Document text:
★ ★ ★ ★
Postby Demerise831 » Tue May 21, 2019 11:01 pm

xscreen wrote:I relate to this post so much. I've been dealing with intrusive thoughts about a similar experience when I was in my teens. This happened when I was 15-16-17 I can't really recall exactly how old I was (that kinda freaks me out) and the other person involved was way younger than me. Happened during like a wrestle or something I can't really remember how, but it ended up in some rubbing that up until this day disgusts me. The other person didn't even know this occurred because it was during a game. No threats or force were involved.
The memories hit me up all of a sudden and to be honest, I was overwhelmed and I didn't know what to make of them. Sometimes I still believe I was an abuser and that is debilitating. The fact that I can't remember everything clearly makes everything worse. OCD makes you wanna have control over everything but you can't control thoughts. They can pop up whenever/wherever and they are not even complete, so you fill up the holes with the worse ideas. "What if?"
I just started with antidepressants (sertraline) to deal with anxiety/OCD and I'm having therapy sessions. My therapist says it's somehow normal to engage in that type of behavior when you are exploring sexuality but I'm still troubled about the age thing. I guess we all develop differently and we need to understand that we cannot analyze things that happened years ago when we were young with an adult mindset. I just came here to tell you that you are not alone, it's damn hard sometimes but you are not a bad person. I hope you get the help you need.
★ ★ ★ ★
[Data records]
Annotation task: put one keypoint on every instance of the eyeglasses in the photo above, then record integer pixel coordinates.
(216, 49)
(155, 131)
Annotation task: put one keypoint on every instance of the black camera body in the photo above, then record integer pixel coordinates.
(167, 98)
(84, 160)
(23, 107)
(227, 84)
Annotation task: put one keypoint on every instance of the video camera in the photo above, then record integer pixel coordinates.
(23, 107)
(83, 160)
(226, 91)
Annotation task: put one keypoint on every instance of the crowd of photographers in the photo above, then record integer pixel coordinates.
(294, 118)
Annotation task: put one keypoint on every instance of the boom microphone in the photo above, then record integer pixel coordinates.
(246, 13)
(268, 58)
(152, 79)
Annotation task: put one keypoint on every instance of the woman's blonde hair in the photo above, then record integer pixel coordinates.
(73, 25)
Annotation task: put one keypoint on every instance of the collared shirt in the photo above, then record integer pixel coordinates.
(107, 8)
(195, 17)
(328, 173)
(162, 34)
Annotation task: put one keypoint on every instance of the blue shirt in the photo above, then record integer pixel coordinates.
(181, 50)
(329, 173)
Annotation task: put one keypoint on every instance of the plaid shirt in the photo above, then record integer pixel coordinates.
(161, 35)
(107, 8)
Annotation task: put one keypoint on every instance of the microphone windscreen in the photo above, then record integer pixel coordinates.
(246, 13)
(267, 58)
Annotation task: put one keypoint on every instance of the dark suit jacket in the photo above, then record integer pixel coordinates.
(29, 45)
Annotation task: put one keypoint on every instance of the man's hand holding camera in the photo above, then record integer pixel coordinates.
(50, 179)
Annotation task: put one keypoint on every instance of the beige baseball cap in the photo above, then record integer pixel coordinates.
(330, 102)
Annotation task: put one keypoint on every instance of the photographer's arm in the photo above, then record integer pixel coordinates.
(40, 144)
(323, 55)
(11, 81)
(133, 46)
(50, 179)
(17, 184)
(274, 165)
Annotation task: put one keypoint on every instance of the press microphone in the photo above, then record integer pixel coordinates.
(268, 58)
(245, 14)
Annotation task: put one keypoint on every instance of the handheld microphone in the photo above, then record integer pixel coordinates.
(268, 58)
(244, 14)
★ ★ ★ ★
Things to do:
1) Rewrite the forum post about intrusive thoughts from "xscreen wrote:I relate" up to and including "force were involved.", swapping "intrusive thoughts" for "unwanted thoughts".
2) Carry on the forum post about intrusive thoughts from the point where it stops.

Response list:
1)
xscreen wrote:I relate to this post so much. I've been dealing with unwanted thoughts about a similar experience when I was in my teens. This happened when I was 15-16-17 I can't really recall exactly how old I was (that kinda freaks me out) and the other person involved was way younger than me. Happened during like a wrestle or something I can't really remember how, but it ended up in some rubbing that up until this day disgusts me. The other person didn't even know this occurred because it was during a game. No threats or force were involved.

2)
Hi there. I am a 34 year old female. With a similar situation. When I was around the age of 12 I acted inappropriately while babysitting on two separate occasions. It was never preplanned. I was and have never been attracted to children. I have basically suppressed these memories until about two months ago and now it has consumed me. I don’t understand how I could have not thought about it all these years. I sometimes wonder whether it really happened or was a dream/what I was thinking. Both were with little children around 1-2years. The first situation I was holding the child and placed their hand over top my privates. I just wanted to know what it would feel like. The second situation I struggle to know if it indeed happened because the memory is so fuzzy and lacks details. But basically after I had changed the child I wanted to know what it would feel like to press myself against them.

I’m a very loving and good person. I’m a wife and mother and would never dream of hurting anyone. But these thoughts absolutely disgust me. But I keep telling myself that my 12 year old self was someone who was curious and didn’t know proper boundaries. My intentions were never to hurt anyone. And thank god the children were little and have no memory.

I sometimes wonder if my own experiences effected my boundaries. When I was 9/10 a family friend exposed his genitals to me. And then right around the age of 12 I was exposed to pornographic material.

May I ask how old the children were? And which country do you live in? I’ve wanted to talk to someone but I fear the therapist would have to break confidentiality and report me.

I started setraline 2.5 weeks ago and it’s been absolutely awful. Now on 50mg. I am in a panic almost all day. The insomnia (probably due to the anxiety and constant pure OCD) has been awful and I’m having to take 25mg of Trazodone to sleep. I still wake periodically in a panic. Appetite is totally gone and I’m so nauseous. I hope it gets better soon.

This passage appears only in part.